Problem details: Print every line of the material below verbatim, keeping its order and wording unchanged.
* Start Records to process *
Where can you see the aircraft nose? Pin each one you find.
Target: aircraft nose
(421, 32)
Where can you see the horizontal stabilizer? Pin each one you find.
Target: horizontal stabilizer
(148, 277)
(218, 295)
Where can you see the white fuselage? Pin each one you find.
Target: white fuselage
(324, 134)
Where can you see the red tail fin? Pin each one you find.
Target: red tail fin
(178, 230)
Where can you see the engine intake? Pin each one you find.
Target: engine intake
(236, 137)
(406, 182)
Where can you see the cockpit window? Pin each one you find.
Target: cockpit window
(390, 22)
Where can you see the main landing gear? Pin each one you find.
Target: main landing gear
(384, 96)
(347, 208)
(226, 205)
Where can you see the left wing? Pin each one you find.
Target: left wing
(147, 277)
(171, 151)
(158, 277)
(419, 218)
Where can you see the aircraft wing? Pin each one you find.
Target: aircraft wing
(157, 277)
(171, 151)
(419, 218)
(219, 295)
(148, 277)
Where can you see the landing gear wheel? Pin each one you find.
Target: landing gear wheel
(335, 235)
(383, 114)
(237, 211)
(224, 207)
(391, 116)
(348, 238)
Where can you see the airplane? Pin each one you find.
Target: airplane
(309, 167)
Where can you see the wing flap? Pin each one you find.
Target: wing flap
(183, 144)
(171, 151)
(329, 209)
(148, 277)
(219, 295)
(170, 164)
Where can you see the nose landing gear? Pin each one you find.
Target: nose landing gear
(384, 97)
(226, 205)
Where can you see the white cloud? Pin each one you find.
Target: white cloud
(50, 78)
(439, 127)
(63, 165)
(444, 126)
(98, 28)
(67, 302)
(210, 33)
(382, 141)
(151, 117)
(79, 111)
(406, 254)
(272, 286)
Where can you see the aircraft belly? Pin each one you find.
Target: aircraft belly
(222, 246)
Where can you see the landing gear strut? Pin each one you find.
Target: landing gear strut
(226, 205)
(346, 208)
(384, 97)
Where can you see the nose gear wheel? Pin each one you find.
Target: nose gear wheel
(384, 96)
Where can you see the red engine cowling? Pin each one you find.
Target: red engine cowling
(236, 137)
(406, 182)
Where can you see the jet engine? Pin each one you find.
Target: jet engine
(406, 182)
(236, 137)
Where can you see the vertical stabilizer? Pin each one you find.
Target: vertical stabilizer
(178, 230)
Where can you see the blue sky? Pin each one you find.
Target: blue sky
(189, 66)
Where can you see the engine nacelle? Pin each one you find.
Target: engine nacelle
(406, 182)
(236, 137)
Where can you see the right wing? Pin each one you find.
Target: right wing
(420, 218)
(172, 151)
* End Records to process *
Response to this task:
Where can you see the aircraft nose? Pin each one you find.
Target: aircraft nose
(421, 32)
Where can you see the horizontal stabilizer? Pin each one you find.
Target: horizontal stabilizer
(148, 277)
(218, 295)
Where can you see the white fuselage? Pin each one you find.
Target: white fuselage
(324, 134)
Where can you see the red tail fin? Pin each one you find.
Target: red tail fin
(178, 230)
Where can you see the engine intake? Pin each one you find.
Target: engine intake
(236, 137)
(406, 182)
Where can you see the cockpit window? Pin each one you find.
Target: cockpit window
(390, 22)
Where can you see the main landing gear? Pin each one you find.
Target: main landing gear
(384, 96)
(347, 208)
(226, 205)
Where can you see the left wing? Pin each one you find.
Target: left wing
(147, 277)
(171, 151)
(158, 277)
(419, 218)
Where can you see the aircraft wing? Pin each one you find.
Target: aircraft wing
(157, 277)
(171, 151)
(419, 218)
(219, 295)
(148, 277)
Where can you see the landing gear wheel? Pin each one you find.
Target: landing gear wheel
(335, 235)
(383, 114)
(237, 211)
(224, 207)
(391, 116)
(348, 238)
Where can you see the airplane? Pin each one you find.
Target: airplane
(309, 167)
Where can you see the wing flap? Pin each one you find.
Target: wing flap
(183, 144)
(171, 151)
(329, 209)
(148, 277)
(219, 295)
(170, 164)
Where can you see the nose landing gear? Pin each one you find.
Target: nose landing gear
(384, 97)
(226, 205)
Where can you see the white cloud? Pin each one you find.
Target: white cloud
(50, 78)
(439, 127)
(63, 165)
(444, 126)
(98, 28)
(67, 302)
(210, 33)
(382, 141)
(151, 117)
(79, 111)
(406, 254)
(272, 286)
Where can you see the aircraft belly? Pin each one you find.
Target: aircraft belly
(222, 246)
Where can you see the landing gear strut? Pin each one you find.
Target: landing gear strut
(226, 205)
(346, 208)
(384, 97)
Where can you see the nose gear wheel? Pin each one you find.
Target: nose gear wheel
(384, 96)
Where can you see the red engine cowling? Pin each one you find.
Target: red engine cowling
(236, 137)
(406, 182)
Where can you see the jet engine? Pin each one you find.
Target: jet engine
(406, 182)
(236, 137)
Where can you see the vertical stabilizer? Pin each one you find.
Target: vertical stabilizer
(178, 230)
Where can you see the blue sky? Pin each one you find.
Target: blue sky
(189, 66)
Where can you see the engine nacelle? Pin each one you find.
Target: engine nacelle
(406, 182)
(236, 137)
Where can you see the right wing? Pin each one you find.
Target: right wing
(420, 218)
(172, 151)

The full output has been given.